[start of DATA IN THIS EXERCISE]

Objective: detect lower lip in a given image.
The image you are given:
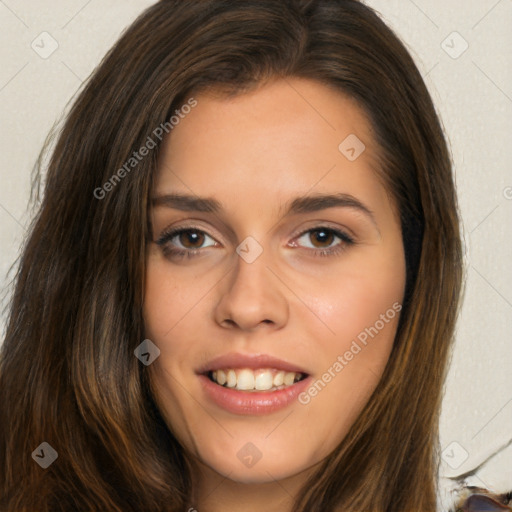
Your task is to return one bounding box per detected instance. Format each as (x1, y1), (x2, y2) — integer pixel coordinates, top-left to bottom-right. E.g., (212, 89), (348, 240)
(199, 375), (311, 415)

[end of DATA IN THIS EXERCISE]
[start of DATA IN THIS EXERCISE]

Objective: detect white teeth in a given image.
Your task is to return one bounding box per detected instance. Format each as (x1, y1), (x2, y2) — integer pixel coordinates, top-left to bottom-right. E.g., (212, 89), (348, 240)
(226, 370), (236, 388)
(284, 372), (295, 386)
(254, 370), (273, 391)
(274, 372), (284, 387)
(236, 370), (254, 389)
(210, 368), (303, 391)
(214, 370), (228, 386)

[end of DATA IN THIS EXERCISE]
[start of DATA IN THIS EXERCISE]

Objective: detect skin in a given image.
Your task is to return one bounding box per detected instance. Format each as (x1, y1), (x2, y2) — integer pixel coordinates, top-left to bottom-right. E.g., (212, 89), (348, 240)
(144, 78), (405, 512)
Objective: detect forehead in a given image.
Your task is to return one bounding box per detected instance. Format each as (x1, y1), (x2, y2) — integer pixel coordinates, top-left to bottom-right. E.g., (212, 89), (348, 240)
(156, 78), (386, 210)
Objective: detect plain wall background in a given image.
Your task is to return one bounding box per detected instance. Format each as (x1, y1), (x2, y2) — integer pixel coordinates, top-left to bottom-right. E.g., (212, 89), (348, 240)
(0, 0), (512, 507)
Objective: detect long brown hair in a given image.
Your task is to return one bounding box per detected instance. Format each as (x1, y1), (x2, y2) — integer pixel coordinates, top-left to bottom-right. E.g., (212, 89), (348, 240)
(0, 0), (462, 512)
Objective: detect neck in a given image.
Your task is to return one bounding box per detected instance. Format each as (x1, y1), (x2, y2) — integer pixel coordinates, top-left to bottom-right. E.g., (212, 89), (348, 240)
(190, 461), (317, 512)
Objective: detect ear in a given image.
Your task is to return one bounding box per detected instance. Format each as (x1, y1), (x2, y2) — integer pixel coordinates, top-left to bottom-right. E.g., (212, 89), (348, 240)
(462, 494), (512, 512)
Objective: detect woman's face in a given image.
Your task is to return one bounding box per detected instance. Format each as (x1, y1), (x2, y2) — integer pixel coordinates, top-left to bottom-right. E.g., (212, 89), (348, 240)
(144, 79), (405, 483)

[end of DATA IN THIS EXERCISE]

YOUR OBJECTIVE: Rewrite the listing above as a numbered list, but only the stretch from the line containing "Objective: detect long" through the line containing "(190, 461), (317, 512)", with any blank lines left out.

CORRECT OUTPUT:
1. Objective: detect long brown hair in a given image.
2. Your task is to return one bounding box per detected instance. Format each as (x1, y1), (x2, y2) — integer pixel coordinates, top-left to bottom-right. E.g., (212, 89), (348, 240)
3. (0, 0), (462, 512)
4. Objective: detect neck in a given image.
5. Your task is to return one bounding box per detected instance. Format each as (x1, y1), (x2, y2) — integer pixel coordinates, top-left to bottom-right. E.g., (212, 89), (348, 240)
6. (190, 461), (317, 512)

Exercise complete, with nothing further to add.